TASK PROMPT:
Copy out, exactly, the first line of the entries below and every line after it through the one containing "of the lamp".

INFORMATION SUPPLIED:
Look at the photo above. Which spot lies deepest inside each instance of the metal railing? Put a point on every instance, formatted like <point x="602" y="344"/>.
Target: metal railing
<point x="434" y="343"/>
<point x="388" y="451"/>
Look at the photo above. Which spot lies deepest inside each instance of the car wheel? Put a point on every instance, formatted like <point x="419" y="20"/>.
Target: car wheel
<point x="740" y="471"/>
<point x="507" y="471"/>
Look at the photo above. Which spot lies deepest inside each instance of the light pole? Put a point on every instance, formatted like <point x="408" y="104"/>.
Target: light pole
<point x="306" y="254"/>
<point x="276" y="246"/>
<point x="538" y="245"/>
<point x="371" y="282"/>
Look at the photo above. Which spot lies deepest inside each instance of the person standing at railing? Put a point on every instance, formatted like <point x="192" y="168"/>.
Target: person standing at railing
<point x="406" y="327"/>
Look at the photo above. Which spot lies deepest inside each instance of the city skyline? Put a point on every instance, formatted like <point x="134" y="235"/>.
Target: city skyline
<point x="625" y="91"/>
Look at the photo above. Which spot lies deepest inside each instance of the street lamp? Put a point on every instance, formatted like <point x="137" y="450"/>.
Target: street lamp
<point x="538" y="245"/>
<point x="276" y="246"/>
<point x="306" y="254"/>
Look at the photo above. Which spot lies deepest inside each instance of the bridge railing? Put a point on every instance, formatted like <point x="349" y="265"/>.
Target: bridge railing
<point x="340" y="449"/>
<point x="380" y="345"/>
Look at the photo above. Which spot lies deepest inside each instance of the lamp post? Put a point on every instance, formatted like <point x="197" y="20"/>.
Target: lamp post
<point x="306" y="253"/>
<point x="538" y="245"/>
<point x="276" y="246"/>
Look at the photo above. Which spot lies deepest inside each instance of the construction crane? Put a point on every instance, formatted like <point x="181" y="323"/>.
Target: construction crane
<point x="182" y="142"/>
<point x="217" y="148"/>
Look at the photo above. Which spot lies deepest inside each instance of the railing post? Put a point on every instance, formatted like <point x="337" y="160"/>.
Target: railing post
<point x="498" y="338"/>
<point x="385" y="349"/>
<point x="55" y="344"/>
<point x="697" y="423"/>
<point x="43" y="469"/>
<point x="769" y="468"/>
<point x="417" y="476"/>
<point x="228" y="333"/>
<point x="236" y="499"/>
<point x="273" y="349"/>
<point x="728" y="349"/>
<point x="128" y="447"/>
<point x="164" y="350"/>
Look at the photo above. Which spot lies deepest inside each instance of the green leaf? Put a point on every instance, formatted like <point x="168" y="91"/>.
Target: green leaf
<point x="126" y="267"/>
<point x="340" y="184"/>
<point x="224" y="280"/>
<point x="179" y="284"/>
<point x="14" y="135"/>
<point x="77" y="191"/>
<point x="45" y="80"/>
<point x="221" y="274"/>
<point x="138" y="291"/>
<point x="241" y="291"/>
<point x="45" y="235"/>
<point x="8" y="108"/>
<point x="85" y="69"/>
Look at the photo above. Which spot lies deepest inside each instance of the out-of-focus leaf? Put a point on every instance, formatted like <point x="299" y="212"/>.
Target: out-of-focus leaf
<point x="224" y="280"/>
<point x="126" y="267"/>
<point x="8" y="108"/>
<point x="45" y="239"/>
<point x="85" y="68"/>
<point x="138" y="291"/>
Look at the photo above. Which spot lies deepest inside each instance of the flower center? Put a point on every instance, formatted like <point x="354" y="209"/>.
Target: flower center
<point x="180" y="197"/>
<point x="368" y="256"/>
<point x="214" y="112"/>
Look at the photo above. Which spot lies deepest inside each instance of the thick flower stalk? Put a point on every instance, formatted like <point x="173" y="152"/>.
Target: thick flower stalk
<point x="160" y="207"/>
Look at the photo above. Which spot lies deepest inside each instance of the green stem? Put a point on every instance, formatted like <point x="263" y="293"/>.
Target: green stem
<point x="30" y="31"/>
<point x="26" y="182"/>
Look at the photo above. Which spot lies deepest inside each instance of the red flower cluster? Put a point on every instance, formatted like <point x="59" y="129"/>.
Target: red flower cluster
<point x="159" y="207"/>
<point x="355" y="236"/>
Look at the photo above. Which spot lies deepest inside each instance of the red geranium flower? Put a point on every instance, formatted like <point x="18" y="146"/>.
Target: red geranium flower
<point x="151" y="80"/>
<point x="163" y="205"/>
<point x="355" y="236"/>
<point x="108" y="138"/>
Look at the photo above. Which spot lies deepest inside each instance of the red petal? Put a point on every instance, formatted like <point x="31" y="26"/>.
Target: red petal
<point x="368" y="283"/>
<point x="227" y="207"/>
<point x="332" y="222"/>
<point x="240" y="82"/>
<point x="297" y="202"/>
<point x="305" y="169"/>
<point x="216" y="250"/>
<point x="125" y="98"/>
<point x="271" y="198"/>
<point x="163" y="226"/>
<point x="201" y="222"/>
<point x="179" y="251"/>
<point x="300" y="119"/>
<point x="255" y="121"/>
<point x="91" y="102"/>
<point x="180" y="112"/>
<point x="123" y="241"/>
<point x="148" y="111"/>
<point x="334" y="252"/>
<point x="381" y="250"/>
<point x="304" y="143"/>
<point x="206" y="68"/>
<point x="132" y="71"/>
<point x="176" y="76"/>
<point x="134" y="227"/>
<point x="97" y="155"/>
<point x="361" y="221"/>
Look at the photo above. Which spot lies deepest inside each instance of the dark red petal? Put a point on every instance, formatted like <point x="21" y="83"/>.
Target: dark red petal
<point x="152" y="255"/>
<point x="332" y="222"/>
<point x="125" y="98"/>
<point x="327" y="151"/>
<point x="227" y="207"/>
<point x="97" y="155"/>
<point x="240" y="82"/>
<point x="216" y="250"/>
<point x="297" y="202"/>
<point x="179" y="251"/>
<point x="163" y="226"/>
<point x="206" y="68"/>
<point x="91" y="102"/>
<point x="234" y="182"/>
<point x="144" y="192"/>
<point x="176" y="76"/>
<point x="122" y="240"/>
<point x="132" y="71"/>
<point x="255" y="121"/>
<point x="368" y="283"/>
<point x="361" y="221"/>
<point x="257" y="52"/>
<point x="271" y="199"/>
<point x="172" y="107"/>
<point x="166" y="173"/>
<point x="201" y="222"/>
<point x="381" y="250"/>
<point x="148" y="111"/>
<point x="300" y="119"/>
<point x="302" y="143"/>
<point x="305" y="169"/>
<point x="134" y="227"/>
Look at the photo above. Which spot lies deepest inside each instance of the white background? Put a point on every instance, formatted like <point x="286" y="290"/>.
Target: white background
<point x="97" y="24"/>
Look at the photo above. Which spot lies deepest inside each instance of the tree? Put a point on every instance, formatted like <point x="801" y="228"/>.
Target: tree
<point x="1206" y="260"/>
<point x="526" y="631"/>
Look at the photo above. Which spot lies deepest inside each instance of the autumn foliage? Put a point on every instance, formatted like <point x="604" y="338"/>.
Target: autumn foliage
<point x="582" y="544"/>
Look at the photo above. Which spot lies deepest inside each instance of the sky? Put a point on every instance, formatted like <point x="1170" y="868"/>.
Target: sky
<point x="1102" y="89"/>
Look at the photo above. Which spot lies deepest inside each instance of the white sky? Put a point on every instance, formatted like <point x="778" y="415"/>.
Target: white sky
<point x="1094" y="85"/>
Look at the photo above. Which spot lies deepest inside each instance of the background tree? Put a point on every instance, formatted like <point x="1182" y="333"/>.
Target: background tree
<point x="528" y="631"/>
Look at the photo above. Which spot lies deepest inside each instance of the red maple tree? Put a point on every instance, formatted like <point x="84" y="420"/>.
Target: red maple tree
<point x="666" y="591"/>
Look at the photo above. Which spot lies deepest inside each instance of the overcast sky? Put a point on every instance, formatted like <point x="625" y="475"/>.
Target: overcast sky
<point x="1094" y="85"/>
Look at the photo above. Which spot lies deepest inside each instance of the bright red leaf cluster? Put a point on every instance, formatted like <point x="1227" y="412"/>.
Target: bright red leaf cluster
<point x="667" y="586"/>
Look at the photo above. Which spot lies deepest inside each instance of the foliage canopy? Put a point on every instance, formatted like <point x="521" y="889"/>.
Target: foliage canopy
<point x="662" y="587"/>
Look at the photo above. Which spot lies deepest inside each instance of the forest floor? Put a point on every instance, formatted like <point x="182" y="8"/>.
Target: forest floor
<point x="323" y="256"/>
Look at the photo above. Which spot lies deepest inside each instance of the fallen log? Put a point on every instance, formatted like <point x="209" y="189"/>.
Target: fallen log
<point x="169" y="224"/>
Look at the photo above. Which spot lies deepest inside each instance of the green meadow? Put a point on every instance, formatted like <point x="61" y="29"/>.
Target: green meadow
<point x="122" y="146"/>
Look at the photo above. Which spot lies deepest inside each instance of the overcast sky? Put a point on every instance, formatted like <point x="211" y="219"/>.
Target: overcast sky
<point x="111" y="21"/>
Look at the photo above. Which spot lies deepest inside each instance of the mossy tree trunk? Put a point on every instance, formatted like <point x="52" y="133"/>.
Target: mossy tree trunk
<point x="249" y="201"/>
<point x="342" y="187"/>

SOLUTION TO THIS EXERCISE:
Look at the photo above. Which spot lies deepest inside each instance of the metal railing? Put a point on every instance, formatted like <point x="602" y="344"/>.
Target: metal railing
<point x="434" y="343"/>
<point x="388" y="451"/>
Look at the photo above. Which spot lies deepest inside each instance of the car wheel? Put a point on every instance, formatted like <point x="419" y="20"/>.
Target: car wheel
<point x="740" y="471"/>
<point x="507" y="471"/>
Look at the photo above. Which spot lies deepest inside each instance of the light pole? Put a point on every instance, formatted like <point x="408" y="104"/>.
Target: light pole
<point x="306" y="254"/>
<point x="276" y="246"/>
<point x="538" y="245"/>
<point x="371" y="282"/>
Look at the photo above. Which spot lies deepest inside each instance of the person standing at railing? Put a point on every instance, formatted like <point x="192" y="168"/>.
Target: person standing at railing
<point x="406" y="327"/>
Look at the photo above. Which spot lies deepest inside each instance of the city skyline? Put a point on every instance, formatted like <point x="134" y="235"/>.
Target: city skyline
<point x="625" y="91"/>
Look at the photo above. Which spot lies deepest inside each instance of the street lamp? Put a point on every instance, formatted like <point x="137" y="450"/>.
Target: street lamp
<point x="538" y="245"/>
<point x="276" y="246"/>
<point x="306" y="254"/>
Look at the photo above. Which spot lies deepest inside each instance of the bridge railing? Put a point on every instance, formatted like <point x="349" y="265"/>.
Target: bridge railing
<point x="340" y="449"/>
<point x="380" y="345"/>
Look at the photo above. Which spot lies deepest inside each instance of the lamp post? Put a point on every instance, formatted like <point x="197" y="20"/>.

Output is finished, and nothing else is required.